YOUR TASKS:
A. Transcribe everything in the text on arranging phone apps from "I don't really" down to "it natively unfortunately.".
B. According to the text on arranging phone apps, how does one reach the "drawer" on the phone described in the second paragraph?

SUPPLIED TEXT:
==============================
The third one I would call crap or seldom used. There woul be anthing thet needs the mobile app (actually doesn't, but maker of the thing decided it needs the app), internet banking and Mapfactor's offline maps navigation.
My phone allows me to use only what I want on my screens and I can access everything in the "drawer" (slide up from the bottom of the screen). This means only like 1/3 of apps is listed on my screens.
My overall philosophy is "stuff I need to access in a hurry and often should be as close to my right thumb as possible." And I proceed from there. Everything useful is on one page, and if I notice I'm not accessing something much, it moves left and up until eventually it gets squeezed out. Ideally, anyway. In practice I really only reorganize every few months.
I don't really sort my apps anymore. The most used apps or ones I want quick access to are on the home screen and mostly concentrated on the bottom half of the screen. My other apps are in the alphabetically sorted app drawer where I only have three folders for tech giants to reduce the number of pages. Ideally, I would like to use the AOSP style vertical drawer to profit from an index scroll bar, but my phone doesn't offer it natively unfortunately.
==============================
EXTRACTED MATERIAL:
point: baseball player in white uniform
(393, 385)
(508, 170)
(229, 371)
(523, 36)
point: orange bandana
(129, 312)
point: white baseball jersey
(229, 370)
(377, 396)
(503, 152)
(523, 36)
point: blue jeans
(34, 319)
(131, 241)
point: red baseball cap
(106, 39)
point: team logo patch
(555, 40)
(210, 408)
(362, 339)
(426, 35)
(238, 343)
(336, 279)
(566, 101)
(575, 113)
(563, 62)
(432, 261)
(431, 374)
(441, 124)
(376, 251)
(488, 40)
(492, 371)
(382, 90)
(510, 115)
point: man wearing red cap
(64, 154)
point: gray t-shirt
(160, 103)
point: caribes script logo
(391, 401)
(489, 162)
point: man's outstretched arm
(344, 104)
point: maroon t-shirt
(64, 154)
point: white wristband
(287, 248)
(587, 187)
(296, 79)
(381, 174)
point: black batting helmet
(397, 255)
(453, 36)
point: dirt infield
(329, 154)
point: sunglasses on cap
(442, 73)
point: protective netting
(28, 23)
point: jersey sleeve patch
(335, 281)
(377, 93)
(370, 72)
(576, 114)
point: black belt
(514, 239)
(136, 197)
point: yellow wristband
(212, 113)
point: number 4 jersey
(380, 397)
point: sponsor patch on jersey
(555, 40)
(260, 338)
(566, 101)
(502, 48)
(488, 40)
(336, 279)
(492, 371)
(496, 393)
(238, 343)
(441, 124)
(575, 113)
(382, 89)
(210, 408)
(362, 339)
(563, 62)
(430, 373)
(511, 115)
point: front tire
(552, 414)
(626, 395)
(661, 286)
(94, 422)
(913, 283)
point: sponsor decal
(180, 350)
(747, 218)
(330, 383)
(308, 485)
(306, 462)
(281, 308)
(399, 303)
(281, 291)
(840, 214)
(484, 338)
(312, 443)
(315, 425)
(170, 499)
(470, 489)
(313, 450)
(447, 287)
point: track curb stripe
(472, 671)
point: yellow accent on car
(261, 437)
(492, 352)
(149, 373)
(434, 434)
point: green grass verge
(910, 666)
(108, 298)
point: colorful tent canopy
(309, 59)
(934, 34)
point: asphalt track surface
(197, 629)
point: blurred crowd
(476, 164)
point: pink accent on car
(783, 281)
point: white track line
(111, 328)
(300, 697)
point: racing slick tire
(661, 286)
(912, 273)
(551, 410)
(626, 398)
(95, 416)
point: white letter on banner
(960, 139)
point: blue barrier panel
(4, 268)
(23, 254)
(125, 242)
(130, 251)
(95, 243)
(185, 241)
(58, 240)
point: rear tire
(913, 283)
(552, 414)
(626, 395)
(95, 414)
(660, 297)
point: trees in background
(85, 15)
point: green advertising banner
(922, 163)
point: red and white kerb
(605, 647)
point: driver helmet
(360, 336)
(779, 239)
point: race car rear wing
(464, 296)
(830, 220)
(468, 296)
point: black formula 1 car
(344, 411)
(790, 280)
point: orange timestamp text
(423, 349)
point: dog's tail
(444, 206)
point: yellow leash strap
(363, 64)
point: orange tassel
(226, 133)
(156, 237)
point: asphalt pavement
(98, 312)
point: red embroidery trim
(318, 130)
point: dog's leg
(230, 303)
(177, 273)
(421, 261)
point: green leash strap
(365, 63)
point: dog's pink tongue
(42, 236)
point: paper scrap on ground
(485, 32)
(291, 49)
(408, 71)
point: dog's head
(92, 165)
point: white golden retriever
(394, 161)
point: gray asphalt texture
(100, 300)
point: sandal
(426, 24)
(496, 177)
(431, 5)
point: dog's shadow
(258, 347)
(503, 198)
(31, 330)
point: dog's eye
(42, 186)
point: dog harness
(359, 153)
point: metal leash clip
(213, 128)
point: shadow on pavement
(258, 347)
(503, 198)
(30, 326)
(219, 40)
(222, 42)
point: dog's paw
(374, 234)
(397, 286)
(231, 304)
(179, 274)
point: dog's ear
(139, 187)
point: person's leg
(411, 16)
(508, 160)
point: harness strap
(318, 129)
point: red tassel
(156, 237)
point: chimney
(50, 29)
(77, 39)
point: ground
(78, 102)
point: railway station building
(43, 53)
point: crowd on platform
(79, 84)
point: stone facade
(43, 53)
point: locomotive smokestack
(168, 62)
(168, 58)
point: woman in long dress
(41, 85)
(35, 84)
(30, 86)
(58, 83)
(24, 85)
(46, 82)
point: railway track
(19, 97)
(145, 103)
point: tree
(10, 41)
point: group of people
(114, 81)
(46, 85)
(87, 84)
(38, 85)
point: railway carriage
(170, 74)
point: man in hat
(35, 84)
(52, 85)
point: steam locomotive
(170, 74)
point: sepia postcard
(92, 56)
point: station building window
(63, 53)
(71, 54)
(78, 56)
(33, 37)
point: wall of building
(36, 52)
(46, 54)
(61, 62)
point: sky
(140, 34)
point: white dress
==============================
RESULTS BY TASK:
A.
I don't really sort my apps anymore. The most used apps or ones I want quick access to are on the home screen and mostly concentrated on the bottom half of the screen. My other apps are in the alphabetically sorted app drawer where I only have three folders for tech giants to reduce the number of pages. Ideally, I would like to use the AOSP style vertical drawer to profit from an index scroll bar, but my phone doesn't offer it natively unfortunately.

B. By sliding up from the bottom of the screen.